[Excerpts of pointing data]
*-*-*

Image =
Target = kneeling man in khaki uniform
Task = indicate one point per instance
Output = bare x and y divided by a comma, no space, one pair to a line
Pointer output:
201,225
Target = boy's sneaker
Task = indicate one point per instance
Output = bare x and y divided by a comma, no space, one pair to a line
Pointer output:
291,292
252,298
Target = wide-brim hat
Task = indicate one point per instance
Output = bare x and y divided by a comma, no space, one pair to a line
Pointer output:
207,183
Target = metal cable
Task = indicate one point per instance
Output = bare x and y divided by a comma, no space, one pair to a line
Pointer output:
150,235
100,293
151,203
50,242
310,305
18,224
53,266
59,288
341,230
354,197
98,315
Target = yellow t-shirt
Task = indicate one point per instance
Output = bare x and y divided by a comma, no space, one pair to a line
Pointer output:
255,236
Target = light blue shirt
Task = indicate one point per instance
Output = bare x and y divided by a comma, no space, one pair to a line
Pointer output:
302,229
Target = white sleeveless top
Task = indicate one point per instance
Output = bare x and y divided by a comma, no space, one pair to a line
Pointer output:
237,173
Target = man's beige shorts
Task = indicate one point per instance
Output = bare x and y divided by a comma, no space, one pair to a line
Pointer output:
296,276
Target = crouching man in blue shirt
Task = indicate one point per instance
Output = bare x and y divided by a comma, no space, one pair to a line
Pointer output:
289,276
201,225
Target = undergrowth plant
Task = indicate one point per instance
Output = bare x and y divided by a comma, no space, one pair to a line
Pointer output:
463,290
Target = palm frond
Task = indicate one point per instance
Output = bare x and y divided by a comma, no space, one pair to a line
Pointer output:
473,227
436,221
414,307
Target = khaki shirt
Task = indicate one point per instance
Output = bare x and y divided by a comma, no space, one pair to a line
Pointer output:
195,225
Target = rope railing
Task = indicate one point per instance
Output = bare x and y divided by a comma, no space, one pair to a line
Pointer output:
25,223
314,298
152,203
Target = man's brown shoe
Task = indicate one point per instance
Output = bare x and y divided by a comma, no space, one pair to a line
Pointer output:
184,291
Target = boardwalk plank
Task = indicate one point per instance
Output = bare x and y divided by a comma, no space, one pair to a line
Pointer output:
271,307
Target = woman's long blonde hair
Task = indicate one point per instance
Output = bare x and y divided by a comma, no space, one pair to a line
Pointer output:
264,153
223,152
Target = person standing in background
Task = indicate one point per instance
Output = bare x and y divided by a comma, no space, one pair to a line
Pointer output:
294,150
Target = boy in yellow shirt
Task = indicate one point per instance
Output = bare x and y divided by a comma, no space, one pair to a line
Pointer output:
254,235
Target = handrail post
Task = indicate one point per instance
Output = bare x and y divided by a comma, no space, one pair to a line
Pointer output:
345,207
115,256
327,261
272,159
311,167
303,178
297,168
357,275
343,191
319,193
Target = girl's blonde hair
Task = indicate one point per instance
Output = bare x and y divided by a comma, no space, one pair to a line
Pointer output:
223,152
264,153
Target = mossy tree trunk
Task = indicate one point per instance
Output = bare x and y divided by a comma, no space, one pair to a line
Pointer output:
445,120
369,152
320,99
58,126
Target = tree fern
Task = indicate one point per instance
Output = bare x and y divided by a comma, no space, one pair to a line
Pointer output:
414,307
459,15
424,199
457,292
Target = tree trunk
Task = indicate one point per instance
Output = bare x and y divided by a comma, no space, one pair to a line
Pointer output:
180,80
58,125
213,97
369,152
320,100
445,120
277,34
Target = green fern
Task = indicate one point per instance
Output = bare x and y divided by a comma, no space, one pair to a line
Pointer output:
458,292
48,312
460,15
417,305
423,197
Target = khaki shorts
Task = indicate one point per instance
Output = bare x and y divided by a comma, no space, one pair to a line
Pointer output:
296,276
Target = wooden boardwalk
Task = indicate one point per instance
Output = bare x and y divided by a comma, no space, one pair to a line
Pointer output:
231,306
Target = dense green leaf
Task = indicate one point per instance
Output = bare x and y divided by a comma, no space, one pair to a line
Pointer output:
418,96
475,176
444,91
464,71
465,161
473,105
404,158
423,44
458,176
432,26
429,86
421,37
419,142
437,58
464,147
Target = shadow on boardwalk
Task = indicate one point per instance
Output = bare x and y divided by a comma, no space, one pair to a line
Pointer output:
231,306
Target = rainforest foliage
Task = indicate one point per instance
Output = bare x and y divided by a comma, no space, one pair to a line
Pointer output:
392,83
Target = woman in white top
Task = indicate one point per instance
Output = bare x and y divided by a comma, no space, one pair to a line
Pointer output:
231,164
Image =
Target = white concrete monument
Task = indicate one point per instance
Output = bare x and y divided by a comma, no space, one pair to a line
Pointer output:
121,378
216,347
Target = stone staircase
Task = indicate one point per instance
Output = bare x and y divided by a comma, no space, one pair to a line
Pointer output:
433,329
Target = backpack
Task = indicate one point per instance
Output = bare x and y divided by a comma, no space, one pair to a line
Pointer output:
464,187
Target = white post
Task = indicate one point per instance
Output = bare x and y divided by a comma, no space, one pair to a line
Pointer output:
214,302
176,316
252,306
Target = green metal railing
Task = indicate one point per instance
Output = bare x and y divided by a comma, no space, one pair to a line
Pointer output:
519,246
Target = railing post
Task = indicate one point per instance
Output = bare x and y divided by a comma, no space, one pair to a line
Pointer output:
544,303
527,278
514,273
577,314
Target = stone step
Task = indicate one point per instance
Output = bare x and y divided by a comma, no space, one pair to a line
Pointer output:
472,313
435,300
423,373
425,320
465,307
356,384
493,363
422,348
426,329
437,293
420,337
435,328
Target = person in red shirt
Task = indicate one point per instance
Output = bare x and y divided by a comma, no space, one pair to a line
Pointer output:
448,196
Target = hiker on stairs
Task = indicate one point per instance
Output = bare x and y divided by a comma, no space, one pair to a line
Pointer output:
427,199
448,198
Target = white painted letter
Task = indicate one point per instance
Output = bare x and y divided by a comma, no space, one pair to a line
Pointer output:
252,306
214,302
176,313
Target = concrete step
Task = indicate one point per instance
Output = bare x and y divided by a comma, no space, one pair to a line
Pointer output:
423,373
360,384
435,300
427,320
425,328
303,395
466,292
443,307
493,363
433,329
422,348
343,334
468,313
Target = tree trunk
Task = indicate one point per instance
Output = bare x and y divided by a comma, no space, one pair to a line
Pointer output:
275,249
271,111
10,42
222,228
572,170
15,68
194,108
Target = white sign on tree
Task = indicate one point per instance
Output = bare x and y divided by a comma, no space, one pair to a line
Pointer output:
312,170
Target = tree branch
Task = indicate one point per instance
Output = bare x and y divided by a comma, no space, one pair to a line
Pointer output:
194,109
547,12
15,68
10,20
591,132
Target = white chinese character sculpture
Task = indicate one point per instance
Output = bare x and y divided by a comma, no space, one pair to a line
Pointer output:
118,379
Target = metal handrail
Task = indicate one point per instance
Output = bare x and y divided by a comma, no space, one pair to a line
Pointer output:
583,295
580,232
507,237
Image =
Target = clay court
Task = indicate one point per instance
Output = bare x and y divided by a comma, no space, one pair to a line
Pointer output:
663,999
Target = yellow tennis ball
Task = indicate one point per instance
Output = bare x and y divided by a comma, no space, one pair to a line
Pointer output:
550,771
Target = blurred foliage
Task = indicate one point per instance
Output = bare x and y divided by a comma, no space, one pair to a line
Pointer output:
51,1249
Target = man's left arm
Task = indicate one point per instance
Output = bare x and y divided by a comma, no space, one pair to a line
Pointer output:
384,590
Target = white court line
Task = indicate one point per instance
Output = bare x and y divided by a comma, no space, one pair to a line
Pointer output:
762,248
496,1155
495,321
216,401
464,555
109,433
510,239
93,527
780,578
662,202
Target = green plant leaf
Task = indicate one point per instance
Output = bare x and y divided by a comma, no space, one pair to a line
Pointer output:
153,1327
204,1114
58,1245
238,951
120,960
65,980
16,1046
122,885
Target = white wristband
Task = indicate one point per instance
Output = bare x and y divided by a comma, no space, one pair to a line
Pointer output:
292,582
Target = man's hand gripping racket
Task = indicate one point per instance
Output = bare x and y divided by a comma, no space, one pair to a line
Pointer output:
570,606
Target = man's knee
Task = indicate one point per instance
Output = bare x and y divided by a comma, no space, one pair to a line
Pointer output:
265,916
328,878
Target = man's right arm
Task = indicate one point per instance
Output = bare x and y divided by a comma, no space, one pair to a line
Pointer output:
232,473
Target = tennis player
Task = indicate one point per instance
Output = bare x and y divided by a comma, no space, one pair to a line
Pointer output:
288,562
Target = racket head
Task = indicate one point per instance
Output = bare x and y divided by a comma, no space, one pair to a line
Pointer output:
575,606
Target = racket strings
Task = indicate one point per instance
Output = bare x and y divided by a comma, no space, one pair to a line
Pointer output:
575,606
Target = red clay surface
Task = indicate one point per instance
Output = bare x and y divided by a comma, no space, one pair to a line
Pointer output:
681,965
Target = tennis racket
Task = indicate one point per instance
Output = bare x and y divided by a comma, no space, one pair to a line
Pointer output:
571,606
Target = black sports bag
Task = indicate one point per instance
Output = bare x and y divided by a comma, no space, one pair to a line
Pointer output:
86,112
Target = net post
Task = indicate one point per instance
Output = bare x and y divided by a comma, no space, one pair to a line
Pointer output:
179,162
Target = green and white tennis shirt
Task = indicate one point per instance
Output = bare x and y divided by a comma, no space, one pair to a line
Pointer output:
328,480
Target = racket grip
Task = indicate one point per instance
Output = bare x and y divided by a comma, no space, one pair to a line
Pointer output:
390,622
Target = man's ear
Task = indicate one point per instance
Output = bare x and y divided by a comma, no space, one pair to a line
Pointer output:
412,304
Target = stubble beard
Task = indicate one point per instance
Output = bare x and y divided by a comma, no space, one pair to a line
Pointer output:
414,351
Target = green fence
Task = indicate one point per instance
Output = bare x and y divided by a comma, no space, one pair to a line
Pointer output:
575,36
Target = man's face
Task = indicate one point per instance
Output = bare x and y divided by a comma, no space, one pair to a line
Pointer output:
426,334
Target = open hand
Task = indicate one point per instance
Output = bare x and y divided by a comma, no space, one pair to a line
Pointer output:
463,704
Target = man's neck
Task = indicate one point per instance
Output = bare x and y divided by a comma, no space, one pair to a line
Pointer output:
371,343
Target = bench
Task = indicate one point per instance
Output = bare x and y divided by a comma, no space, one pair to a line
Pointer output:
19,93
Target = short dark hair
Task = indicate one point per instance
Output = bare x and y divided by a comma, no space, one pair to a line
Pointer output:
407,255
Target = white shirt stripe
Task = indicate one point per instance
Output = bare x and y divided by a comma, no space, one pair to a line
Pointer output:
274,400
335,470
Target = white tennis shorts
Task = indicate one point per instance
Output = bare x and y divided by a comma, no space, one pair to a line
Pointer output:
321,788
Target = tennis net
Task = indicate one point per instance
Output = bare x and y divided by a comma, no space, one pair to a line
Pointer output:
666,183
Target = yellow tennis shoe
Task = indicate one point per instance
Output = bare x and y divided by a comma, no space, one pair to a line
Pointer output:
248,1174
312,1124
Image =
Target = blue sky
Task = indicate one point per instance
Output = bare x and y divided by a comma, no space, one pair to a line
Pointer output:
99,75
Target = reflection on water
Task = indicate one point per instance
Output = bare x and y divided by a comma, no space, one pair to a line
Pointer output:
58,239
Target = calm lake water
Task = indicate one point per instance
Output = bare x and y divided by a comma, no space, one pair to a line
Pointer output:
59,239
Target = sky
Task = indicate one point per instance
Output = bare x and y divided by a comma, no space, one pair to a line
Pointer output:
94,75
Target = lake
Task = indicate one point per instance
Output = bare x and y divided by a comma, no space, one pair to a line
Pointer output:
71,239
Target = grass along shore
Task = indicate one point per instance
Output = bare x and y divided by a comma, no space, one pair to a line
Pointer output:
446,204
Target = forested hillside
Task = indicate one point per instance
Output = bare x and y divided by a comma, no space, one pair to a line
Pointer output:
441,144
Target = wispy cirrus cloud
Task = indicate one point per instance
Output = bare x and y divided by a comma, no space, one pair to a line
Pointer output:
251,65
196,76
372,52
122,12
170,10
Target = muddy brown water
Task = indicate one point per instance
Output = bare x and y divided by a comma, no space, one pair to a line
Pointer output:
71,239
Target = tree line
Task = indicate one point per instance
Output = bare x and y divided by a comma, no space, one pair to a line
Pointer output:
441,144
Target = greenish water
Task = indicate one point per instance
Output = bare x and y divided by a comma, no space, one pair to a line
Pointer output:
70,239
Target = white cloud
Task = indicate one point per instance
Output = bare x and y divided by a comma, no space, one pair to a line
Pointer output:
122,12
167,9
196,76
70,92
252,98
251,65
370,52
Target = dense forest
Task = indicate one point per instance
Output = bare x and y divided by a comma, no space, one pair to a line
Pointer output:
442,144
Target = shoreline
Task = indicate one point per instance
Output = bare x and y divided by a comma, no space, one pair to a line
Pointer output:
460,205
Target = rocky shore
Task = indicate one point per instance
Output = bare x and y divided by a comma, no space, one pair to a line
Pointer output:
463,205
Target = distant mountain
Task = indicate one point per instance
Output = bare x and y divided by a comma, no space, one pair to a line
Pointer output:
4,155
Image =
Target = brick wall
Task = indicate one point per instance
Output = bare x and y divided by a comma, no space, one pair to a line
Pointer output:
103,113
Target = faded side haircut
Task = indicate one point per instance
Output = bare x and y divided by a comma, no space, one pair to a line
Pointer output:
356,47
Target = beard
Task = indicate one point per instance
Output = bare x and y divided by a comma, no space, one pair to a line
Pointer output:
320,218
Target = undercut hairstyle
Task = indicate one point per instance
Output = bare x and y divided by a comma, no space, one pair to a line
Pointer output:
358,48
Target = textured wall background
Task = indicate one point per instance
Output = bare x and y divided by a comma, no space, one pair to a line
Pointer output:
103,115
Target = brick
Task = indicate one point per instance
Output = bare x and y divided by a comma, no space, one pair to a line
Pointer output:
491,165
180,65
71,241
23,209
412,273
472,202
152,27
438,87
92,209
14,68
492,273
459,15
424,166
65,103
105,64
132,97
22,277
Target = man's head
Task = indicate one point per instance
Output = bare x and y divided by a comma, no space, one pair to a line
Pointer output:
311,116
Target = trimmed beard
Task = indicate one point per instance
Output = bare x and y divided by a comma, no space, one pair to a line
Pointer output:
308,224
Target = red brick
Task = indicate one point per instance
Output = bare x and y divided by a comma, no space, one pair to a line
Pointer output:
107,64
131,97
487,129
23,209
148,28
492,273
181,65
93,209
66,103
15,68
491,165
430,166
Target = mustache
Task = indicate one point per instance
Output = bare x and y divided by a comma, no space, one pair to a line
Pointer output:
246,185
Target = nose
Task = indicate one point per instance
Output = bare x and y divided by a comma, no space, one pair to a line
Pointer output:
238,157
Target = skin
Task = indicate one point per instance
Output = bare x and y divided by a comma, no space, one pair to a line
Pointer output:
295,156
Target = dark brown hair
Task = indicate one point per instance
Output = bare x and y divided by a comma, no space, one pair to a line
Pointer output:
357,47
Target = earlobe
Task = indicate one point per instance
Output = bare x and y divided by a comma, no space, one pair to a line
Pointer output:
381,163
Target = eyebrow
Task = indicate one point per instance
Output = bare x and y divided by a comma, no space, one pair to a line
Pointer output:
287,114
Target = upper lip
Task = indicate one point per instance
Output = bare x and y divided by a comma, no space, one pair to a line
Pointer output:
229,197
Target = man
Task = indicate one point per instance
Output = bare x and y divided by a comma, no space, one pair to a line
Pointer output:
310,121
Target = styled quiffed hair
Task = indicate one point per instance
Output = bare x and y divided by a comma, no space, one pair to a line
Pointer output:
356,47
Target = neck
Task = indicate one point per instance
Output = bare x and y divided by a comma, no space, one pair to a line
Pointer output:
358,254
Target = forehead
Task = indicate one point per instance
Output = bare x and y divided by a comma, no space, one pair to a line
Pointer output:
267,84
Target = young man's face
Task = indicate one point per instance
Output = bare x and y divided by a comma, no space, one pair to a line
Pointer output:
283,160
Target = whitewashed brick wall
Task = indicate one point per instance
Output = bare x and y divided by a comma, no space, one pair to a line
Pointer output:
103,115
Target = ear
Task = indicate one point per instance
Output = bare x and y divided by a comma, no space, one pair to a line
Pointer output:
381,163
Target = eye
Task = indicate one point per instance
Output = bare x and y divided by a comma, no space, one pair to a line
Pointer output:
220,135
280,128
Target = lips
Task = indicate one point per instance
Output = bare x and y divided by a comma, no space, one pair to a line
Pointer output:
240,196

*-*-*

(INSTRUCTIONS FOR THE TASK): Exact repetition is required for the lines from the one that contains "Target = lips" through the final line; leave out everything else.

(ANSWER BELOW):
Target = lips
Task = indicate one point per instance
Output = bare x and y divided by a comma, no space, one pair to a line
Pointer output:
240,196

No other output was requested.